▶ _What the task asks_: Can you quote the records below word for word, from the line containing "Return one point per instance of the dragonfly head" through the end of the records?

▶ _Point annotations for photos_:
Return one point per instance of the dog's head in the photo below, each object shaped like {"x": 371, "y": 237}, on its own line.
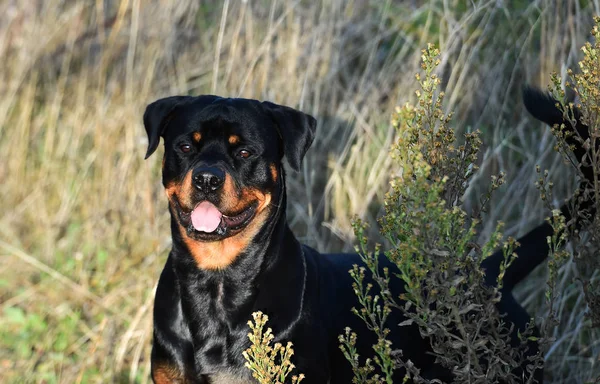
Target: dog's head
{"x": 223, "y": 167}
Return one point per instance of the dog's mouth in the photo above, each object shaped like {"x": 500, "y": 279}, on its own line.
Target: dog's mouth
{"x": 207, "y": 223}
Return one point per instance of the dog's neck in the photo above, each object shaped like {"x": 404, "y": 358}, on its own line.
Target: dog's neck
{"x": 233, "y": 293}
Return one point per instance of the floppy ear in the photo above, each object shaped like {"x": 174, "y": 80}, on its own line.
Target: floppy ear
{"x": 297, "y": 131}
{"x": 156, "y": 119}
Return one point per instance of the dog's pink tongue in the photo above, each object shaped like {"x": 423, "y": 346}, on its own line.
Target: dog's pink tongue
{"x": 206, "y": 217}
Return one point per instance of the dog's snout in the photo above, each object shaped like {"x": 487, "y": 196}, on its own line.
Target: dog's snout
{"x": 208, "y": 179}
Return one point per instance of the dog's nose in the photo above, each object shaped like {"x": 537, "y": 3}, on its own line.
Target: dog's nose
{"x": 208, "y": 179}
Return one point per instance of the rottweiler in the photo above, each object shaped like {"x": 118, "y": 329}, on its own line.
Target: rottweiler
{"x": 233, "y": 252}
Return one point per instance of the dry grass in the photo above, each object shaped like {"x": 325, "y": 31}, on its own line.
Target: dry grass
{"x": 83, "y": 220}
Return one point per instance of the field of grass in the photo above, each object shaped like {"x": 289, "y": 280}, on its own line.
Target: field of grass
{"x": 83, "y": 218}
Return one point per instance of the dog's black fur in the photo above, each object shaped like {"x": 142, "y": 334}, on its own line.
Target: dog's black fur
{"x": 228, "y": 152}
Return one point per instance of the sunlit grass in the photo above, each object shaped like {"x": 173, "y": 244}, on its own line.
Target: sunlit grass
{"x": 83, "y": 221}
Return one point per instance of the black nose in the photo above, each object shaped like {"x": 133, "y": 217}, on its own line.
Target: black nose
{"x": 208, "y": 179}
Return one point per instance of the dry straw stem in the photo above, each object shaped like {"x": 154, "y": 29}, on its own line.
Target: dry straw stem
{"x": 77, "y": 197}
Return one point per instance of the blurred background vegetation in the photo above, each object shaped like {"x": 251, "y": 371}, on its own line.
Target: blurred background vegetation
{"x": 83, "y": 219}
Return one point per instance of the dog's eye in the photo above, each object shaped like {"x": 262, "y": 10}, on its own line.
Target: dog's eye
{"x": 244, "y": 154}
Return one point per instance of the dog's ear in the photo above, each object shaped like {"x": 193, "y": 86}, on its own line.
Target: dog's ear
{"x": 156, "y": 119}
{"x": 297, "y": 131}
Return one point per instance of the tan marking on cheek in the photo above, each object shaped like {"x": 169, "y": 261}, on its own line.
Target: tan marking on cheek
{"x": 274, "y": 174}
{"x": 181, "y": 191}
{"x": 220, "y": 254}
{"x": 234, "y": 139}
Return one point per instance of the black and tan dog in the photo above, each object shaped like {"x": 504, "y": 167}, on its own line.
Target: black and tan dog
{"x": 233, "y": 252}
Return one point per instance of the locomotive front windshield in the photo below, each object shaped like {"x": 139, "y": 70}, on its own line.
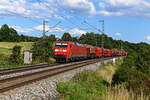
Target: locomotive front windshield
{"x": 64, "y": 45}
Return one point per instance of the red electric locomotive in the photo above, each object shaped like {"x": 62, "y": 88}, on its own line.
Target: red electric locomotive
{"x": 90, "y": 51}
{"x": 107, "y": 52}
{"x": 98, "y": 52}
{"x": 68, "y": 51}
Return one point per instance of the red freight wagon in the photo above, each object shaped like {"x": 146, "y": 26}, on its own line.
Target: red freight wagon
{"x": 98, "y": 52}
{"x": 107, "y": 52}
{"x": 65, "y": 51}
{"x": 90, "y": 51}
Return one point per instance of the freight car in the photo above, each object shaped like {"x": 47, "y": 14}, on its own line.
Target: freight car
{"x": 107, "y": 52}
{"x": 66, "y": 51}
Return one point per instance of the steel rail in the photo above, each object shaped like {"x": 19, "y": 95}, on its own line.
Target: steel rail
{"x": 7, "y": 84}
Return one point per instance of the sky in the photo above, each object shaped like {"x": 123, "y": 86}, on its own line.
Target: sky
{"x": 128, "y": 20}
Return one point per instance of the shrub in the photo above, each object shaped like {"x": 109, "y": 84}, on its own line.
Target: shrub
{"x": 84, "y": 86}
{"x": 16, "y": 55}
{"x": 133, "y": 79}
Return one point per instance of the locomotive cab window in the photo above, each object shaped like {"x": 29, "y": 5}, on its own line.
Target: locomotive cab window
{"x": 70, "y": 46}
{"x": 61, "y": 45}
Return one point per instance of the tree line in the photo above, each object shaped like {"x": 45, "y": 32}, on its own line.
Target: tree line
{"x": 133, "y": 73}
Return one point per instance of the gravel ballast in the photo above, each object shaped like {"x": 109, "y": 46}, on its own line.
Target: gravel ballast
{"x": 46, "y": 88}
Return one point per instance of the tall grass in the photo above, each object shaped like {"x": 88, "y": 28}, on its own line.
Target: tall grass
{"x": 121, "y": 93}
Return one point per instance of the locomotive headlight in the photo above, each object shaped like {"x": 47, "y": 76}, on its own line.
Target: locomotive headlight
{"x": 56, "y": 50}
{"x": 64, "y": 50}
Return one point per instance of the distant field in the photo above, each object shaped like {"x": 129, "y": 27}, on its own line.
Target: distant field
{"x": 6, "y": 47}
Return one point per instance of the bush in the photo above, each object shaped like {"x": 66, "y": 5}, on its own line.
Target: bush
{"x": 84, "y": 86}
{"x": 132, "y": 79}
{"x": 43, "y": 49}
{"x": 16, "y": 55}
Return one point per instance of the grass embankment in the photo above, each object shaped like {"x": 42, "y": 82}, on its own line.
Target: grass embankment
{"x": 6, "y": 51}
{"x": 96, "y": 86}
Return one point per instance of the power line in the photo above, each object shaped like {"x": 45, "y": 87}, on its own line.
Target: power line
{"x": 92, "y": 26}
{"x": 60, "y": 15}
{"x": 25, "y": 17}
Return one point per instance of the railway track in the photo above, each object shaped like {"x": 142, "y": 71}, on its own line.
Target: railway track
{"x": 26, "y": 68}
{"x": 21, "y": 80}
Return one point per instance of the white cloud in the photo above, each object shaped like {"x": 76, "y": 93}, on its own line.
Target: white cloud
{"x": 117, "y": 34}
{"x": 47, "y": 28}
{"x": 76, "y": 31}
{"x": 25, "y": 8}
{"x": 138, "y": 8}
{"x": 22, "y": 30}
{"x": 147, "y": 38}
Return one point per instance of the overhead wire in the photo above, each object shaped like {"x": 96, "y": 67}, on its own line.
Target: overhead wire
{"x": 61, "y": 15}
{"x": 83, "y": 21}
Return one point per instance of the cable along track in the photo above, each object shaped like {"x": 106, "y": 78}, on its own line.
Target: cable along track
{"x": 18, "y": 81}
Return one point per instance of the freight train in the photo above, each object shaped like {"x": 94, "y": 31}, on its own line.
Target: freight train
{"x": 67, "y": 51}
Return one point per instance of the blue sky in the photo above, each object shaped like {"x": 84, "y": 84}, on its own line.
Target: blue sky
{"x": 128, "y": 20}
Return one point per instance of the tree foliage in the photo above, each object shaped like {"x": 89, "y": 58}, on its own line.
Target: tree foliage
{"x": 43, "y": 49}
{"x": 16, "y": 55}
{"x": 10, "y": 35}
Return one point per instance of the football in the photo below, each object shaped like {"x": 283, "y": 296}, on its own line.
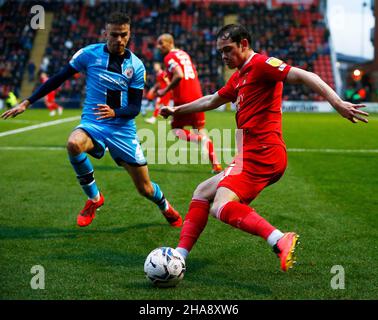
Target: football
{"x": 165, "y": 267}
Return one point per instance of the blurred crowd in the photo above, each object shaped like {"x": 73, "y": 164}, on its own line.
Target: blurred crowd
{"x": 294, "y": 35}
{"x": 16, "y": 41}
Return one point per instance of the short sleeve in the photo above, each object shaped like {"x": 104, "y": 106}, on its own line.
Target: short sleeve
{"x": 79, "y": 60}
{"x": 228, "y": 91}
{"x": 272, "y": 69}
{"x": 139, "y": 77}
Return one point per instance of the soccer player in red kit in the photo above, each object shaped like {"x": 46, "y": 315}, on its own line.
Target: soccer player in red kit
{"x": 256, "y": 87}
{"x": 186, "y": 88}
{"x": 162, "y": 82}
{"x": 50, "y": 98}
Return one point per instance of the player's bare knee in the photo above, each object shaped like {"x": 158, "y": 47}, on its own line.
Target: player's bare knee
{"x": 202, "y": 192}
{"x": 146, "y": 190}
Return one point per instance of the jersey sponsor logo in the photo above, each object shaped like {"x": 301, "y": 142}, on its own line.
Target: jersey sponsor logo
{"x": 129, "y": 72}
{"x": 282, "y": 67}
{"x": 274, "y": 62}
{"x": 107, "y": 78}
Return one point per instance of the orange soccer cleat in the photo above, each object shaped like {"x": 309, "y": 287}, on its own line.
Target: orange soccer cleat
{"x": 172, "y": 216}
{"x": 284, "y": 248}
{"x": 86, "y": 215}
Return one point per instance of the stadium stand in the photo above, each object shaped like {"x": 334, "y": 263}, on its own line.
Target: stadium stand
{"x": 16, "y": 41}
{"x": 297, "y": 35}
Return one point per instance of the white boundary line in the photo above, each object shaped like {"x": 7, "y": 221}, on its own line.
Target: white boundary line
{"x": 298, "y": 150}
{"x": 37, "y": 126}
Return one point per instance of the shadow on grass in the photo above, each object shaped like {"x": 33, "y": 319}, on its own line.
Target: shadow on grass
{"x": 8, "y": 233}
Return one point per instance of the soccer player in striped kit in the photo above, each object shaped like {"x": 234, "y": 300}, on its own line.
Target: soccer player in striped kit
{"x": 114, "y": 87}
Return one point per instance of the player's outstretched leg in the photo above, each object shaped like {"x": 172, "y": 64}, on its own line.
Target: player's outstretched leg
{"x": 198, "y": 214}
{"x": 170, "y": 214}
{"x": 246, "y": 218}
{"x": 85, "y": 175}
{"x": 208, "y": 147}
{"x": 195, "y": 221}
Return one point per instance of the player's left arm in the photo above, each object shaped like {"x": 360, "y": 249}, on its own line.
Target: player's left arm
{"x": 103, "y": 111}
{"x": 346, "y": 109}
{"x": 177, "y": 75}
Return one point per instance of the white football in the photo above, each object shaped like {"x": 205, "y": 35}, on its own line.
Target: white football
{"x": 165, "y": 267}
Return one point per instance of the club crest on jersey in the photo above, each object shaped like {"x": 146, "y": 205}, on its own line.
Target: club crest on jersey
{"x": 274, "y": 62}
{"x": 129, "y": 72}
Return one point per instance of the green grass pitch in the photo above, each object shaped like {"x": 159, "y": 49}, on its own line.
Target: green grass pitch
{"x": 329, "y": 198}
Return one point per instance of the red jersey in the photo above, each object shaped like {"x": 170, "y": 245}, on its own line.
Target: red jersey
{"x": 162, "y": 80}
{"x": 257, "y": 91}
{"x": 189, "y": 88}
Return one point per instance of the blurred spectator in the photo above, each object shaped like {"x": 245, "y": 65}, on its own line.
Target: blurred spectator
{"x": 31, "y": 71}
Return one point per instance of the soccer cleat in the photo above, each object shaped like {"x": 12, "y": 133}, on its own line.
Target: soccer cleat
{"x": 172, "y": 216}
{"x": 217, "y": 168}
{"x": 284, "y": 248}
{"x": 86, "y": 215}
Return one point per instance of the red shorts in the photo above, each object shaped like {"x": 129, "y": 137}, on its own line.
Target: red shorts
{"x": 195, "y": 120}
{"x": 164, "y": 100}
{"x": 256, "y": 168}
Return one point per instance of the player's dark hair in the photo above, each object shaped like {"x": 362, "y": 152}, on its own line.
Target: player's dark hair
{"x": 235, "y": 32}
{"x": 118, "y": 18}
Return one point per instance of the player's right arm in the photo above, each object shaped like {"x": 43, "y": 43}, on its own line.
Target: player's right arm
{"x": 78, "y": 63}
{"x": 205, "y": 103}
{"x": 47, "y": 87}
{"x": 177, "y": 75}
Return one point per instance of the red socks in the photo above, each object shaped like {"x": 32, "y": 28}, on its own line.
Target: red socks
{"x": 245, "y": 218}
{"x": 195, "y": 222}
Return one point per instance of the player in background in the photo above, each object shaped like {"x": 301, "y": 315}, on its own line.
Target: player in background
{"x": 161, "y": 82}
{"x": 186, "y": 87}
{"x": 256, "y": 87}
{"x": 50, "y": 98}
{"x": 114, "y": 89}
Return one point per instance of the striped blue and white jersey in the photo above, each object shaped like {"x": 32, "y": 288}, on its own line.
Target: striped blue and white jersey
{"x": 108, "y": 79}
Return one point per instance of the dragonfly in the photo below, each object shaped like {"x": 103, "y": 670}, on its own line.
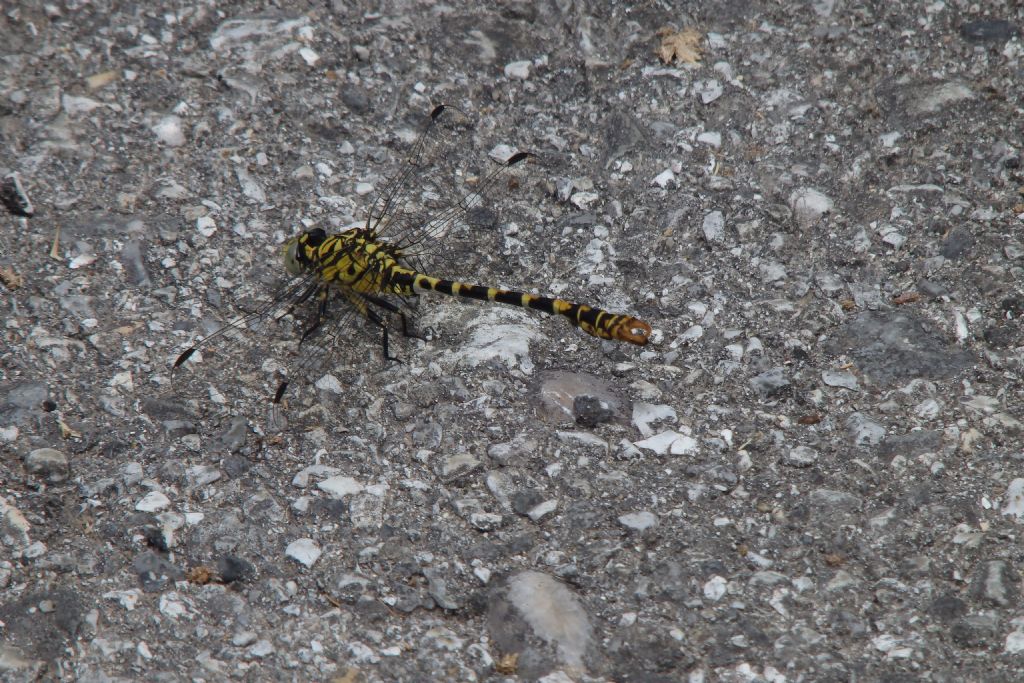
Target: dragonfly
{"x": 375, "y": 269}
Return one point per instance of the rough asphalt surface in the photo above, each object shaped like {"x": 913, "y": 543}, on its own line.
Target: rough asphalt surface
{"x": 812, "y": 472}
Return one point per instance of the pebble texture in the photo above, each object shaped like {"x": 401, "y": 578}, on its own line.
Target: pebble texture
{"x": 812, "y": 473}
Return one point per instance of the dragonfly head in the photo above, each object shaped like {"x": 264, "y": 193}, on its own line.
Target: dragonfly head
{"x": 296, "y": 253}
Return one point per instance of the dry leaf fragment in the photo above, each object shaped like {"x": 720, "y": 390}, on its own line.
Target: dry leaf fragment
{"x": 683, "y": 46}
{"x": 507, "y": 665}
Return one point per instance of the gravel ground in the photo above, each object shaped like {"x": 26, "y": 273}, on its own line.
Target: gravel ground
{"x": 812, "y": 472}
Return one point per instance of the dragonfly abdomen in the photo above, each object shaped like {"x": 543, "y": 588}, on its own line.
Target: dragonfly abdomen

▶ _Task result_:
Return one point per instance of the dragonfly head in the photo above, each object shaped like {"x": 264, "y": 193}, on its own line.
Target: dragonfly head
{"x": 296, "y": 253}
Return one point per instance of the dry leaf fragment in the photo above, each object shaped like {"x": 720, "y": 390}, on its own line.
Target: dry leaf fragment
{"x": 683, "y": 46}
{"x": 507, "y": 665}
Return one point per instance of the gravel ground in the photo above, each object shaped like {"x": 26, "y": 273}, on its own line.
Target: gravel ground
{"x": 812, "y": 472}
Return one point per instance of the dragonfly abdomen in the photo above, each object shaped like {"x": 543, "y": 588}, on its own line.
Target: dragonfly abdomen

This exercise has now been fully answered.